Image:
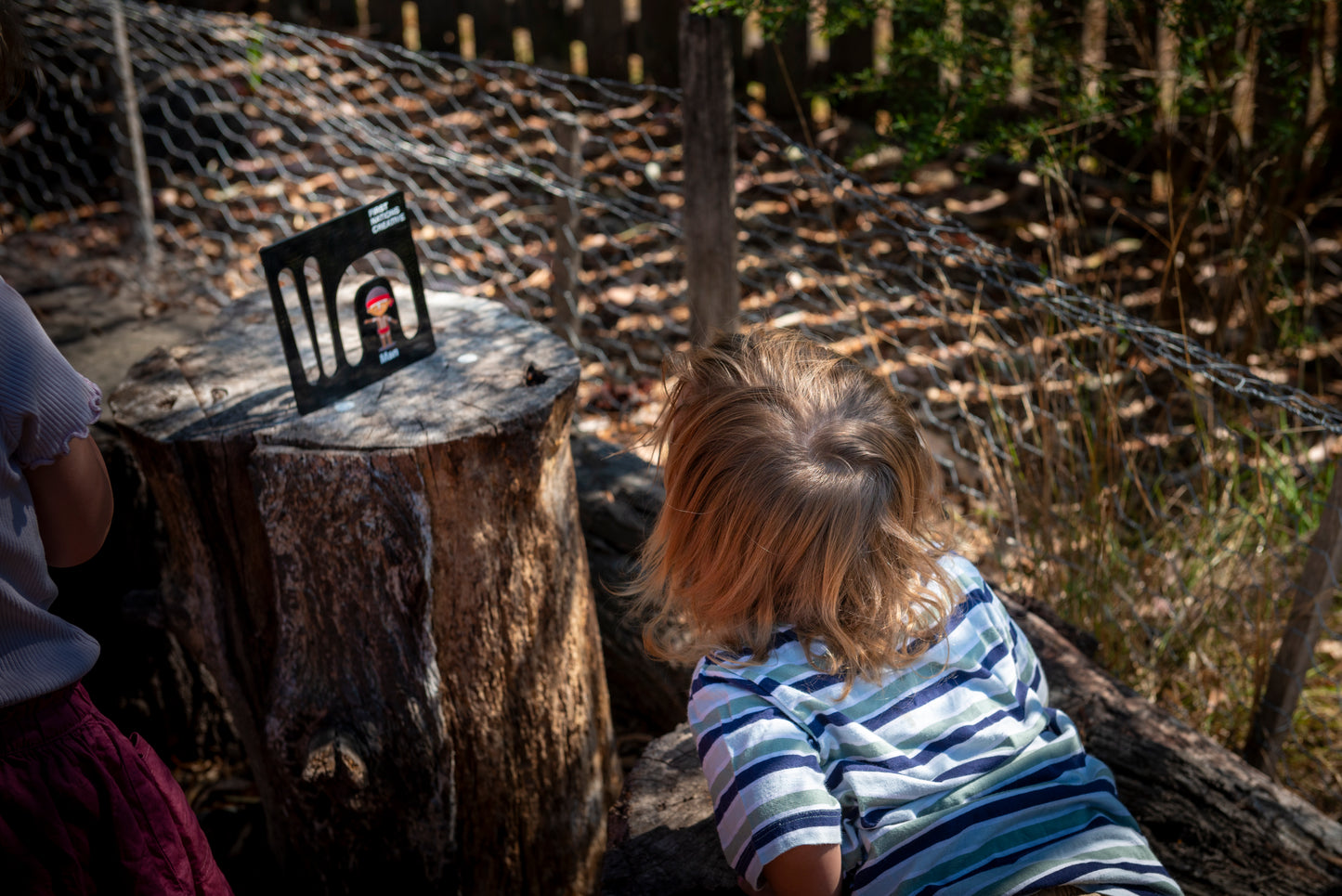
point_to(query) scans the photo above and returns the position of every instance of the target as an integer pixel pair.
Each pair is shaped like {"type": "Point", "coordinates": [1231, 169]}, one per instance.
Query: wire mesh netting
{"type": "Point", "coordinates": [1149, 491]}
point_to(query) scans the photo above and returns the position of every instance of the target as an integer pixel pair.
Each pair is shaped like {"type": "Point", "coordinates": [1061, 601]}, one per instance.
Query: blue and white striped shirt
{"type": "Point", "coordinates": [950, 777]}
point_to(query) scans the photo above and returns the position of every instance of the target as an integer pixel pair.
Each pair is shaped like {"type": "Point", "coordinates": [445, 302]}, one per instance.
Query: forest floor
{"type": "Point", "coordinates": [102, 313]}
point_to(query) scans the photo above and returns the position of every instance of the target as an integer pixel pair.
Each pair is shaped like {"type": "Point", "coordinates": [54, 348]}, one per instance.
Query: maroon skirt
{"type": "Point", "coordinates": [86, 811]}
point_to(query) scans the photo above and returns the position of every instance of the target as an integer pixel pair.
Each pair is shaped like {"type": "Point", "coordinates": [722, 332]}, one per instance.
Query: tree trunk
{"type": "Point", "coordinates": [710, 154]}
{"type": "Point", "coordinates": [1323, 71]}
{"type": "Point", "coordinates": [1296, 656]}
{"type": "Point", "coordinates": [1022, 53]}
{"type": "Point", "coordinates": [953, 30]}
{"type": "Point", "coordinates": [1094, 30]}
{"type": "Point", "coordinates": [392, 596]}
{"type": "Point", "coordinates": [1166, 96]}
{"type": "Point", "coordinates": [1247, 36]}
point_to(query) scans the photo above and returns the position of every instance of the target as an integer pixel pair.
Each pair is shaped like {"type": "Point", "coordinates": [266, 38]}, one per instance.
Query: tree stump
{"type": "Point", "coordinates": [392, 597]}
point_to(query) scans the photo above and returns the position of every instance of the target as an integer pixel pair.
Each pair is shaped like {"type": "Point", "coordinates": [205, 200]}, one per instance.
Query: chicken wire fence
{"type": "Point", "coordinates": [1148, 491]}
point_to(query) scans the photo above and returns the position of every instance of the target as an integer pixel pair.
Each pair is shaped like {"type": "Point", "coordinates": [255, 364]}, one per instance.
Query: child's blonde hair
{"type": "Point", "coordinates": [799, 492]}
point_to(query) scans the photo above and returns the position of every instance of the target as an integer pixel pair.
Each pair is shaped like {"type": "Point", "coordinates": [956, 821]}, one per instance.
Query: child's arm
{"type": "Point", "coordinates": [805, 871]}
{"type": "Point", "coordinates": [72, 500]}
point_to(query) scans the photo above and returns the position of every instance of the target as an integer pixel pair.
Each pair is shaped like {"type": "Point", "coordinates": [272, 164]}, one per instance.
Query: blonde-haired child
{"type": "Point", "coordinates": [868, 718]}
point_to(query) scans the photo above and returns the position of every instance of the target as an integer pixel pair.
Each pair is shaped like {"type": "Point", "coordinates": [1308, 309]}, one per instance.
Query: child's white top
{"type": "Point", "coordinates": [43, 405]}
{"type": "Point", "coordinates": [953, 777]}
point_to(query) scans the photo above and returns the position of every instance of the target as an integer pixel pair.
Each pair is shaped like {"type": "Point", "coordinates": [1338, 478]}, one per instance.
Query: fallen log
{"type": "Point", "coordinates": [1220, 826]}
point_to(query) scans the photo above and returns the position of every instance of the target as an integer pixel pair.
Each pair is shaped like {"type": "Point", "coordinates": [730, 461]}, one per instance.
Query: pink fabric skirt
{"type": "Point", "coordinates": [86, 811]}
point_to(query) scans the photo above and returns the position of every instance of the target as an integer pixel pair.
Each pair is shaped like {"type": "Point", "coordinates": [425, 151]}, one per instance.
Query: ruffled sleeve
{"type": "Point", "coordinates": [43, 401]}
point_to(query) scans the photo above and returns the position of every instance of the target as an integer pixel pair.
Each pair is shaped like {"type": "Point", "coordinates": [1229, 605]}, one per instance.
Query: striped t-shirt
{"type": "Point", "coordinates": [952, 777]}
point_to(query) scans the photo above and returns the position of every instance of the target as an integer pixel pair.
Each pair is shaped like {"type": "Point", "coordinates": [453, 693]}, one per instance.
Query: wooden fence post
{"type": "Point", "coordinates": [135, 139]}
{"type": "Point", "coordinates": [710, 151]}
{"type": "Point", "coordinates": [658, 32]}
{"type": "Point", "coordinates": [1296, 655]}
{"type": "Point", "coordinates": [567, 217]}
{"type": "Point", "coordinates": [604, 36]}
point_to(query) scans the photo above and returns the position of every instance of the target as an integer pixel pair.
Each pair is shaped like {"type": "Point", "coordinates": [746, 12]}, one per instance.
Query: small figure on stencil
{"type": "Point", "coordinates": [374, 301]}
{"type": "Point", "coordinates": [379, 304]}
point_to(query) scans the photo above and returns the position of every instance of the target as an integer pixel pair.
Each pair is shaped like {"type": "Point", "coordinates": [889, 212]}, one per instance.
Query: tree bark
{"type": "Point", "coordinates": [1166, 96]}
{"type": "Point", "coordinates": [953, 30]}
{"type": "Point", "coordinates": [1296, 656]}
{"type": "Point", "coordinates": [710, 153]}
{"type": "Point", "coordinates": [1022, 53]}
{"type": "Point", "coordinates": [1247, 36]}
{"type": "Point", "coordinates": [1323, 62]}
{"type": "Point", "coordinates": [392, 596]}
{"type": "Point", "coordinates": [1094, 30]}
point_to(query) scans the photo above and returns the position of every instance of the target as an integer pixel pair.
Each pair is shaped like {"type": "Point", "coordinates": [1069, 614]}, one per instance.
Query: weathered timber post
{"type": "Point", "coordinates": [566, 220]}
{"type": "Point", "coordinates": [392, 596]}
{"type": "Point", "coordinates": [604, 38]}
{"type": "Point", "coordinates": [135, 139]}
{"type": "Point", "coordinates": [710, 151]}
{"type": "Point", "coordinates": [1296, 655]}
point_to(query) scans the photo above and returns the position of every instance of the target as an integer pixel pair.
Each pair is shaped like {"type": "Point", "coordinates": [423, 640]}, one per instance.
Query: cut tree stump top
{"type": "Point", "coordinates": [235, 381]}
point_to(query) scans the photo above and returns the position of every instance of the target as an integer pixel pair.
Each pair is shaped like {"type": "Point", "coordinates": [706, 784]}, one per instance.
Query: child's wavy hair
{"type": "Point", "coordinates": [799, 492]}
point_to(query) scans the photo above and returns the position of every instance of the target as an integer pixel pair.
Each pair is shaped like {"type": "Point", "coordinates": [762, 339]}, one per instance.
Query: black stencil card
{"type": "Point", "coordinates": [376, 308]}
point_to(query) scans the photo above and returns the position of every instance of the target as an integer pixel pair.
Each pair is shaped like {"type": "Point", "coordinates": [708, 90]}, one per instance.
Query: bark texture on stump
{"type": "Point", "coordinates": [392, 596]}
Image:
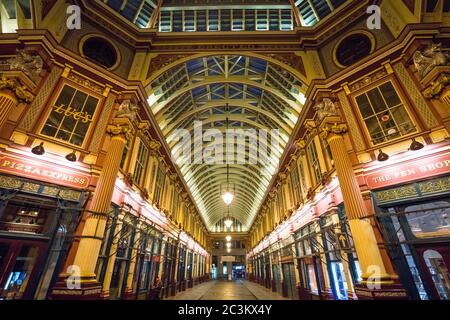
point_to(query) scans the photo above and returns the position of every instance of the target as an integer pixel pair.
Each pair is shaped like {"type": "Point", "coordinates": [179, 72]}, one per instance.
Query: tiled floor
{"type": "Point", "coordinates": [227, 290]}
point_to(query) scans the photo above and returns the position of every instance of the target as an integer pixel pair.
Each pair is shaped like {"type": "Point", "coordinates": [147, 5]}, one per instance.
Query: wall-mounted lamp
{"type": "Point", "coordinates": [416, 145]}
{"type": "Point", "coordinates": [72, 157]}
{"type": "Point", "coordinates": [382, 156]}
{"type": "Point", "coordinates": [38, 150]}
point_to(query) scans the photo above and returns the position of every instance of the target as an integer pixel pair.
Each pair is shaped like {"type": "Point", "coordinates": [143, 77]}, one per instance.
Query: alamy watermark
{"type": "Point", "coordinates": [231, 146]}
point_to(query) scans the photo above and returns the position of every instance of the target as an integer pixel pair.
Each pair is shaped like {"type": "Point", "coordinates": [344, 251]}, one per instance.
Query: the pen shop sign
{"type": "Point", "coordinates": [411, 171]}
{"type": "Point", "coordinates": [42, 172]}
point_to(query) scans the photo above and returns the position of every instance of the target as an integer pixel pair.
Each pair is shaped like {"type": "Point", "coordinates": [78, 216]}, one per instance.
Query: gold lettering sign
{"type": "Point", "coordinates": [42, 172]}
{"type": "Point", "coordinates": [71, 112]}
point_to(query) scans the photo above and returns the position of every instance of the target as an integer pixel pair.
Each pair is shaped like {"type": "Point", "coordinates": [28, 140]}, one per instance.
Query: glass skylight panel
{"type": "Point", "coordinates": [189, 20]}
{"type": "Point", "coordinates": [138, 12]}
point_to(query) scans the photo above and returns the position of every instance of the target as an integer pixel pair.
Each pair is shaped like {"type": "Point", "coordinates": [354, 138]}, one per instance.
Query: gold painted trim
{"type": "Point", "coordinates": [372, 38]}
{"type": "Point", "coordinates": [112, 44]}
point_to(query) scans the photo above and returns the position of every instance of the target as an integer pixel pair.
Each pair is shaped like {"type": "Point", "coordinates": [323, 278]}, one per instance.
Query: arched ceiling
{"type": "Point", "coordinates": [255, 96]}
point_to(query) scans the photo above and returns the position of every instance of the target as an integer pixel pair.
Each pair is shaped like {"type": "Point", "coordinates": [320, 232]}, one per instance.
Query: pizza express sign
{"type": "Point", "coordinates": [414, 170]}
{"type": "Point", "coordinates": [42, 172]}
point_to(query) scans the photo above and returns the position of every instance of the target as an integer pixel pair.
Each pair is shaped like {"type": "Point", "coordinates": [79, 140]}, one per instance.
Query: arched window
{"type": "Point", "coordinates": [353, 49]}
{"type": "Point", "coordinates": [100, 51]}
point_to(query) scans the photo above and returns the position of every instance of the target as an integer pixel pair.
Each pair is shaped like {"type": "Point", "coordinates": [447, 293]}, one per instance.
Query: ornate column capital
{"type": "Point", "coordinates": [437, 87]}
{"type": "Point", "coordinates": [21, 93]}
{"type": "Point", "coordinates": [301, 144]}
{"type": "Point", "coordinates": [330, 129]}
{"type": "Point", "coordinates": [120, 127]}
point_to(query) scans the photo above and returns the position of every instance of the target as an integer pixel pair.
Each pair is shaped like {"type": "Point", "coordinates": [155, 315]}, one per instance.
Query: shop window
{"type": "Point", "coordinates": [100, 51]}
{"type": "Point", "coordinates": [141, 163]}
{"type": "Point", "coordinates": [429, 220]}
{"type": "Point", "coordinates": [384, 114]}
{"type": "Point", "coordinates": [353, 49]}
{"type": "Point", "coordinates": [71, 116]}
{"type": "Point", "coordinates": [25, 216]}
{"type": "Point", "coordinates": [296, 186]}
{"type": "Point", "coordinates": [160, 177]}
{"type": "Point", "coordinates": [314, 161]}
{"type": "Point", "coordinates": [19, 276]}
{"type": "Point", "coordinates": [439, 272]}
{"type": "Point", "coordinates": [124, 155]}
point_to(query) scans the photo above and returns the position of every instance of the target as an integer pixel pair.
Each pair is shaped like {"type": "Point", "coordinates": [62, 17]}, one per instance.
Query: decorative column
{"type": "Point", "coordinates": [83, 284]}
{"type": "Point", "coordinates": [129, 293]}
{"type": "Point", "coordinates": [375, 281]}
{"type": "Point", "coordinates": [326, 292]}
{"type": "Point", "coordinates": [112, 257]}
{"type": "Point", "coordinates": [11, 94]}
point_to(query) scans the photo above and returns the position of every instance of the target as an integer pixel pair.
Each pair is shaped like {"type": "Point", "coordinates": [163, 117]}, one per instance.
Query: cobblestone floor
{"type": "Point", "coordinates": [227, 290]}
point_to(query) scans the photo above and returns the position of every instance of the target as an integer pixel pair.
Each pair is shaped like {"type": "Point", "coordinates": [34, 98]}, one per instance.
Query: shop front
{"type": "Point", "coordinates": [276, 269]}
{"type": "Point", "coordinates": [412, 201]}
{"type": "Point", "coordinates": [38, 219]}
{"type": "Point", "coordinates": [289, 282]}
{"type": "Point", "coordinates": [417, 233]}
{"type": "Point", "coordinates": [342, 265]}
{"type": "Point", "coordinates": [181, 274]}
{"type": "Point", "coordinates": [309, 264]}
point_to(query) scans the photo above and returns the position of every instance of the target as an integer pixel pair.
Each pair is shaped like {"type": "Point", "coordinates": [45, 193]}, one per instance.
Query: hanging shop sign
{"type": "Point", "coordinates": [411, 171]}
{"type": "Point", "coordinates": [42, 172]}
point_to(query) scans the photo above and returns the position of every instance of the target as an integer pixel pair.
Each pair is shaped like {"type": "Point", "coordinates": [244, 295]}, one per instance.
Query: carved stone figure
{"type": "Point", "coordinates": [21, 92]}
{"type": "Point", "coordinates": [429, 58]}
{"type": "Point", "coordinates": [326, 108]}
{"type": "Point", "coordinates": [127, 110]}
{"type": "Point", "coordinates": [29, 64]}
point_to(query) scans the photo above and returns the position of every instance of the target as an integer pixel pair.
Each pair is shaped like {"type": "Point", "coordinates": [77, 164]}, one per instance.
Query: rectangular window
{"type": "Point", "coordinates": [296, 186]}
{"type": "Point", "coordinates": [384, 114]}
{"type": "Point", "coordinates": [189, 20]}
{"type": "Point", "coordinates": [141, 163]}
{"type": "Point", "coordinates": [314, 161]}
{"type": "Point", "coordinates": [160, 177]}
{"type": "Point", "coordinates": [71, 116]}
{"type": "Point", "coordinates": [213, 20]}
{"type": "Point", "coordinates": [238, 21]}
{"type": "Point", "coordinates": [262, 19]}
{"type": "Point", "coordinates": [124, 155]}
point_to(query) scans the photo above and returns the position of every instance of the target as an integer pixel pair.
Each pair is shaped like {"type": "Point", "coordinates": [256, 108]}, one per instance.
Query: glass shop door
{"type": "Point", "coordinates": [436, 261]}
{"type": "Point", "coordinates": [18, 268]}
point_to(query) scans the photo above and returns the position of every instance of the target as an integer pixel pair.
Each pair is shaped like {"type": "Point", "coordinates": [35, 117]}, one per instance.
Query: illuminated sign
{"type": "Point", "coordinates": [84, 117]}
{"type": "Point", "coordinates": [38, 171]}
{"type": "Point", "coordinates": [411, 171]}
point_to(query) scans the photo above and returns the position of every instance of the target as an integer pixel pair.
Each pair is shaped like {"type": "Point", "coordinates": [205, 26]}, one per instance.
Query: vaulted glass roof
{"type": "Point", "coordinates": [225, 15]}
{"type": "Point", "coordinates": [255, 96]}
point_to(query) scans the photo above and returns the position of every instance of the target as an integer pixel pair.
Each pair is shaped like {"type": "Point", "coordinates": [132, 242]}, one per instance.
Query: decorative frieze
{"type": "Point", "coordinates": [416, 96]}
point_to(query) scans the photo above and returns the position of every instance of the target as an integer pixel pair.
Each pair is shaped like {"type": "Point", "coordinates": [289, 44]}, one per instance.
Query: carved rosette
{"type": "Point", "coordinates": [330, 130]}
{"type": "Point", "coordinates": [120, 128]}
{"type": "Point", "coordinates": [435, 89]}
{"type": "Point", "coordinates": [21, 93]}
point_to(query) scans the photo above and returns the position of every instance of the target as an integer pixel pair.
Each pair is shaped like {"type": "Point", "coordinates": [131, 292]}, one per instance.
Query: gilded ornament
{"type": "Point", "coordinates": [437, 86]}
{"type": "Point", "coordinates": [428, 59]}
{"type": "Point", "coordinates": [335, 129]}
{"type": "Point", "coordinates": [118, 129]}
{"type": "Point", "coordinates": [28, 63]}
{"type": "Point", "coordinates": [127, 110]}
{"type": "Point", "coordinates": [21, 92]}
{"type": "Point", "coordinates": [326, 108]}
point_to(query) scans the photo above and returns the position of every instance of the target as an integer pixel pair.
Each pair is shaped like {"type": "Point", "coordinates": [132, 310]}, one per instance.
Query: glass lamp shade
{"type": "Point", "coordinates": [227, 197]}
{"type": "Point", "coordinates": [228, 222]}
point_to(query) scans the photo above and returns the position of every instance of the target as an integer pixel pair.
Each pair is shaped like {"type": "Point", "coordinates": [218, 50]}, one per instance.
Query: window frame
{"type": "Point", "coordinates": [409, 108]}
{"type": "Point", "coordinates": [49, 108]}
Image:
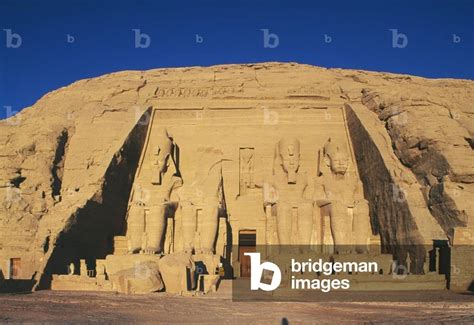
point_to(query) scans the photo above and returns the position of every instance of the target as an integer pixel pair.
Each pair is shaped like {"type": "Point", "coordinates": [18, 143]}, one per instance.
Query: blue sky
{"type": "Point", "coordinates": [231, 31]}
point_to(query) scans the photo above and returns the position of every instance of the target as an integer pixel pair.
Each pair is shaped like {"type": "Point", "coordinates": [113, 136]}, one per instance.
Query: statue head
{"type": "Point", "coordinates": [164, 151]}
{"type": "Point", "coordinates": [287, 155]}
{"type": "Point", "coordinates": [336, 158]}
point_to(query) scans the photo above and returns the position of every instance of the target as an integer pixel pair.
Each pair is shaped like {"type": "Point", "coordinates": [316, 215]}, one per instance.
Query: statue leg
{"type": "Point", "coordinates": [188, 219]}
{"type": "Point", "coordinates": [135, 228]}
{"type": "Point", "coordinates": [361, 227]}
{"type": "Point", "coordinates": [341, 227]}
{"type": "Point", "coordinates": [209, 225]}
{"type": "Point", "coordinates": [305, 224]}
{"type": "Point", "coordinates": [155, 229]}
{"type": "Point", "coordinates": [284, 223]}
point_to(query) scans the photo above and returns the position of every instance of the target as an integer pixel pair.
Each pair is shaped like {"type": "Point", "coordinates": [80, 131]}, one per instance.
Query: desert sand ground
{"type": "Point", "coordinates": [94, 307]}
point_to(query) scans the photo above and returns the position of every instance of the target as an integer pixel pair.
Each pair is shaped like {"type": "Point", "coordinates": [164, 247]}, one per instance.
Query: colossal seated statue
{"type": "Point", "coordinates": [200, 202]}
{"type": "Point", "coordinates": [342, 197]}
{"type": "Point", "coordinates": [285, 192]}
{"type": "Point", "coordinates": [145, 231]}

****************************************

GIVEN EXERCISE: Count the lines in the records above that contain the string "post". Reply with the number alone.

WRITTEN ANSWER: 2